What is required
Output only the lines below that start at the line containing "TARGET = dark police uniform" and end at the line containing "TARGET = uniformed officer's belt", with both ends kept.

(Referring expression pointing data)
───
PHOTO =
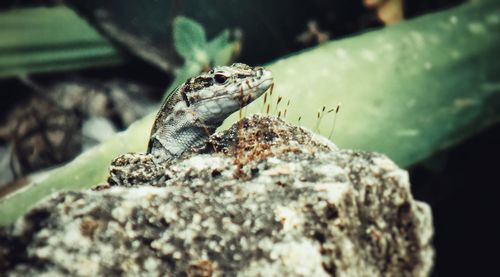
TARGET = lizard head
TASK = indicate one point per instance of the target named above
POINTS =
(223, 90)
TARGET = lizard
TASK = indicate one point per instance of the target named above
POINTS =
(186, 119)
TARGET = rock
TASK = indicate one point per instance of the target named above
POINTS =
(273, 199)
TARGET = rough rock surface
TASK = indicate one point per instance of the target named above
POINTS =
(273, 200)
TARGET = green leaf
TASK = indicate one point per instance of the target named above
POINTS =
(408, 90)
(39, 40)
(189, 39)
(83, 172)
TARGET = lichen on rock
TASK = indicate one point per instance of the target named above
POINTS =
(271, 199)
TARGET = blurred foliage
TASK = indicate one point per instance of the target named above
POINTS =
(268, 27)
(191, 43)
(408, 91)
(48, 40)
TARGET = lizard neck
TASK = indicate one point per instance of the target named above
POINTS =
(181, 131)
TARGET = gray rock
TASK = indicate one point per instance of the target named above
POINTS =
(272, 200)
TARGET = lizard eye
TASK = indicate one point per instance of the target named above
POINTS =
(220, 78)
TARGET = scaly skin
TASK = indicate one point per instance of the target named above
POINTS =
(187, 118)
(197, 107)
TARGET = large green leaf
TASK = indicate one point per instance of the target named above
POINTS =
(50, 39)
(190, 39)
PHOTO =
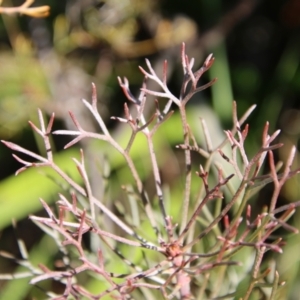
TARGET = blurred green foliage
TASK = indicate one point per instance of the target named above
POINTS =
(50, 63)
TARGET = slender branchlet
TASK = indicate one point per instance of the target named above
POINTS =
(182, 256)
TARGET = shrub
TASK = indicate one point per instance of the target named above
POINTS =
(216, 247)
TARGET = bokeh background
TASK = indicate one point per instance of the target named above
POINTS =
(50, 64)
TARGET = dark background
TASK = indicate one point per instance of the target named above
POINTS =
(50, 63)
───
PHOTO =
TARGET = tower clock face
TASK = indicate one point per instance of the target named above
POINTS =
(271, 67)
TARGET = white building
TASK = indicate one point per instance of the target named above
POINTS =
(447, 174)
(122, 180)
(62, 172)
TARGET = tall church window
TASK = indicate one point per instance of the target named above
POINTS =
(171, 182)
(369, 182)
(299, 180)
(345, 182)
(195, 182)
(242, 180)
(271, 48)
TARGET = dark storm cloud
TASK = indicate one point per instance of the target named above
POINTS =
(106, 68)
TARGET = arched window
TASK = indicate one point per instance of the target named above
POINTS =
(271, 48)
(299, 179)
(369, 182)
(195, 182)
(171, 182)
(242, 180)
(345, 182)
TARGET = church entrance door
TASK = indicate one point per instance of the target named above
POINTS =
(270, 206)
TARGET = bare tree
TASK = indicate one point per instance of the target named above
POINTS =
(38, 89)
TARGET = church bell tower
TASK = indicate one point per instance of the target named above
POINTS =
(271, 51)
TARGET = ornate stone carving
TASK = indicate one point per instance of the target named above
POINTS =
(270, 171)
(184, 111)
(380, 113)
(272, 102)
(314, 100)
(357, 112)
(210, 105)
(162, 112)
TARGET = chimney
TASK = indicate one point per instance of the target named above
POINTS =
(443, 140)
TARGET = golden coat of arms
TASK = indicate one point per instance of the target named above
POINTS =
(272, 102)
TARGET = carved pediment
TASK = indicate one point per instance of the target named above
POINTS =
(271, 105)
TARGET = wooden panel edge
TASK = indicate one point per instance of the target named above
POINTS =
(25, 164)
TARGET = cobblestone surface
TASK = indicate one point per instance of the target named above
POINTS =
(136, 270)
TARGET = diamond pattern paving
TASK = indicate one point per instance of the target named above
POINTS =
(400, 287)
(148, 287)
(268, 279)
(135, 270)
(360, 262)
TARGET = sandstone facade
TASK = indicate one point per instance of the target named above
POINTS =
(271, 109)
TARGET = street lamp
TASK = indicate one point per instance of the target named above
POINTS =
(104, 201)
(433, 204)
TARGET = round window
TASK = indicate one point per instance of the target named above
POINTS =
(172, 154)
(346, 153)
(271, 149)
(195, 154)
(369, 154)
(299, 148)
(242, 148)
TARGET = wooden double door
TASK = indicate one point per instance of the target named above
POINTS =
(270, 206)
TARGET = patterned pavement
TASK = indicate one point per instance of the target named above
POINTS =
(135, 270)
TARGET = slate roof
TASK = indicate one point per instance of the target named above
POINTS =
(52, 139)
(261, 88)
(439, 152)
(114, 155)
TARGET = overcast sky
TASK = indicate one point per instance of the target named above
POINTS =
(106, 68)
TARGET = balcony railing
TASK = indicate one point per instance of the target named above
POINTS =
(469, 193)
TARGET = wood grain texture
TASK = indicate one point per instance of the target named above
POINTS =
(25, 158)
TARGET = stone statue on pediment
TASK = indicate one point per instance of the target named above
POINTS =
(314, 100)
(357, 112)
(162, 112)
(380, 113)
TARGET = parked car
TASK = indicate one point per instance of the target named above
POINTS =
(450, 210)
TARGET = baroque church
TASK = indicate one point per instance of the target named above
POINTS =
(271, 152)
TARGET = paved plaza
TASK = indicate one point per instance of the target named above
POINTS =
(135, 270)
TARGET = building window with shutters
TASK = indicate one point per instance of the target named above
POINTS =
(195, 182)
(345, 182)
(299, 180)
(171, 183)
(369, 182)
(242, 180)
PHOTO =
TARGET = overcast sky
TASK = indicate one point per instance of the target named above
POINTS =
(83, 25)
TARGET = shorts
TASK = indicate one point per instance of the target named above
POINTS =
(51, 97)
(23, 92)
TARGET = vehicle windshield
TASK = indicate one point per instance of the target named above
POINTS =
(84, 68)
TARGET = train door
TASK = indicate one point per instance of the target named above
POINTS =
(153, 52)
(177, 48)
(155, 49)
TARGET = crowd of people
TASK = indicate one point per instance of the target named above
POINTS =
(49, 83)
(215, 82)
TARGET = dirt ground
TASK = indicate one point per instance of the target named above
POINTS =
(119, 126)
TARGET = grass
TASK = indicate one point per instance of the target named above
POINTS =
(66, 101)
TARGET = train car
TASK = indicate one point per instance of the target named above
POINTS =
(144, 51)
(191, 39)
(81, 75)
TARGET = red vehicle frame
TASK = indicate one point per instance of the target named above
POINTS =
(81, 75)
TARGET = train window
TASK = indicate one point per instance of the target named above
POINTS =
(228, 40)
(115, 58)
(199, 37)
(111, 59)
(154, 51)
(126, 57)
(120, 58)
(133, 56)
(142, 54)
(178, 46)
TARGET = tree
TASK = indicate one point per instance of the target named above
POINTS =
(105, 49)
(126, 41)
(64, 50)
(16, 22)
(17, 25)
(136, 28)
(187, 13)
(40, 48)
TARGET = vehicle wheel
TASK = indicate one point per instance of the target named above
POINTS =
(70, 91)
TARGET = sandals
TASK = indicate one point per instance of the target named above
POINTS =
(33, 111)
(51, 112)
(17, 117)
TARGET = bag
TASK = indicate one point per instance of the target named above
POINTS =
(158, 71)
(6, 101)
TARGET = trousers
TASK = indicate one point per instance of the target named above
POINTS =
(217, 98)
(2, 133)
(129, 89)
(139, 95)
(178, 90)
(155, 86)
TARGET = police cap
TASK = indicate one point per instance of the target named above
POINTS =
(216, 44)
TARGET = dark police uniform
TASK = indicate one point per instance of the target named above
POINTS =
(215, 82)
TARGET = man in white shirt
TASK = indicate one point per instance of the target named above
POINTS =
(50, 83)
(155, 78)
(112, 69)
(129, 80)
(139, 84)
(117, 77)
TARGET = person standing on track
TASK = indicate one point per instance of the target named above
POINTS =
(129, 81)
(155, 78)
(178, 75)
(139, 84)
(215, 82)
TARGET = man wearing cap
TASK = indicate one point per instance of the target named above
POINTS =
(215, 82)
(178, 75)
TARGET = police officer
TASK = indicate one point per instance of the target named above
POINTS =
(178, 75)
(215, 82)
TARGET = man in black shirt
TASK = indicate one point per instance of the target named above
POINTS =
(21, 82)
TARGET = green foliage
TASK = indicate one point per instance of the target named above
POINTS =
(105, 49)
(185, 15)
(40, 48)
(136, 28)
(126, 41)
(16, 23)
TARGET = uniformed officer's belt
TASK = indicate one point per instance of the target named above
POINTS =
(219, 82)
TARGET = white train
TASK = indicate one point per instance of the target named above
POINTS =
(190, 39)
───
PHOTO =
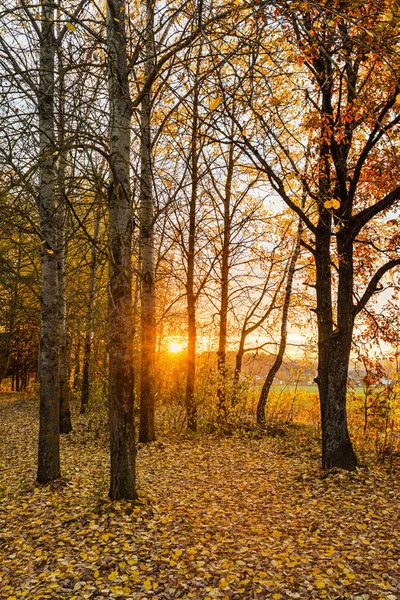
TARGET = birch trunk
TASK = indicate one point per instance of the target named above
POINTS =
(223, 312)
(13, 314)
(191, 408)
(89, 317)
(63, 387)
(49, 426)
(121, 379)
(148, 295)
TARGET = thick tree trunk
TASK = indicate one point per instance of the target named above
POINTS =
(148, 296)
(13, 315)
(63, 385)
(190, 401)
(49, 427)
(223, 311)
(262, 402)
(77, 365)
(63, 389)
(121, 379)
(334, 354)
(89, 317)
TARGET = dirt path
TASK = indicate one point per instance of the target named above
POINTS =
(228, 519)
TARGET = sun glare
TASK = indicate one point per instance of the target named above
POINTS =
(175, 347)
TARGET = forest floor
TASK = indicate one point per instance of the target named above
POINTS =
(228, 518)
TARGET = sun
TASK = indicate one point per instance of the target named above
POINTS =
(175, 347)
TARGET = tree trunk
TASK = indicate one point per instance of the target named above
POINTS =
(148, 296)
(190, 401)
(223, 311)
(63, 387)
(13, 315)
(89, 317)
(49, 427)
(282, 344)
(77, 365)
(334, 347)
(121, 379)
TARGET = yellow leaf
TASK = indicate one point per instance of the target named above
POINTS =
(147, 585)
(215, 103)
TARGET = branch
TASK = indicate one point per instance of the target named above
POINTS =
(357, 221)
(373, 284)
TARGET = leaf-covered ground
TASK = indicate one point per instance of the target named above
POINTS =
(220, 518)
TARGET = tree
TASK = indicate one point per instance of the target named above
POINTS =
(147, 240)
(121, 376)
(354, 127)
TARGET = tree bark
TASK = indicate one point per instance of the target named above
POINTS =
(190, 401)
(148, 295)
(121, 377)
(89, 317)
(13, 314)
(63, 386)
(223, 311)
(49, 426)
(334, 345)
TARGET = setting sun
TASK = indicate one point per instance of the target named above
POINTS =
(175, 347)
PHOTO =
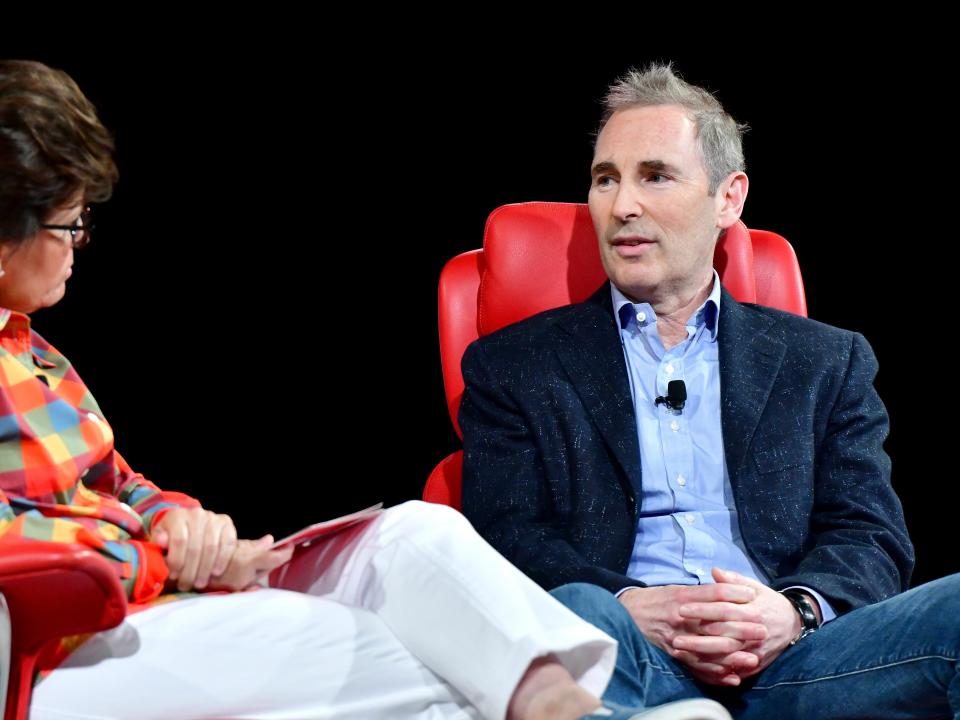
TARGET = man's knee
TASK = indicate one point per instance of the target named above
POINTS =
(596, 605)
───
Solution
TARGET = dark police uniform
TASK = indicate one point per instance of the target named above
POINTS =
(215, 82)
TARGET = man in white shirt
TASK = indicate one point per instance of the target named above
POINTS =
(50, 83)
(155, 78)
(112, 69)
(129, 80)
(139, 84)
(117, 77)
TARGET = person standing on track
TASK = indicate one point per instance of the target named above
POINTS =
(129, 81)
(155, 78)
(178, 75)
(139, 84)
(215, 82)
TARGET = man wearing cap
TASK = indicate one point per instance of the target named above
POINTS =
(215, 82)
(178, 75)
TARGET = police officer
TASK = indicate one point per instance of the target named above
POINTS =
(178, 75)
(215, 82)
TARGET = man in black shirt
TASK = indicate one point per instance of the target named above
POINTS =
(21, 82)
TARGET = green foliage
TASK = indicate one point per instance of the target named above
POINTS =
(105, 49)
(185, 15)
(40, 48)
(136, 28)
(126, 41)
(16, 23)
TARGET = uniformed officer's belt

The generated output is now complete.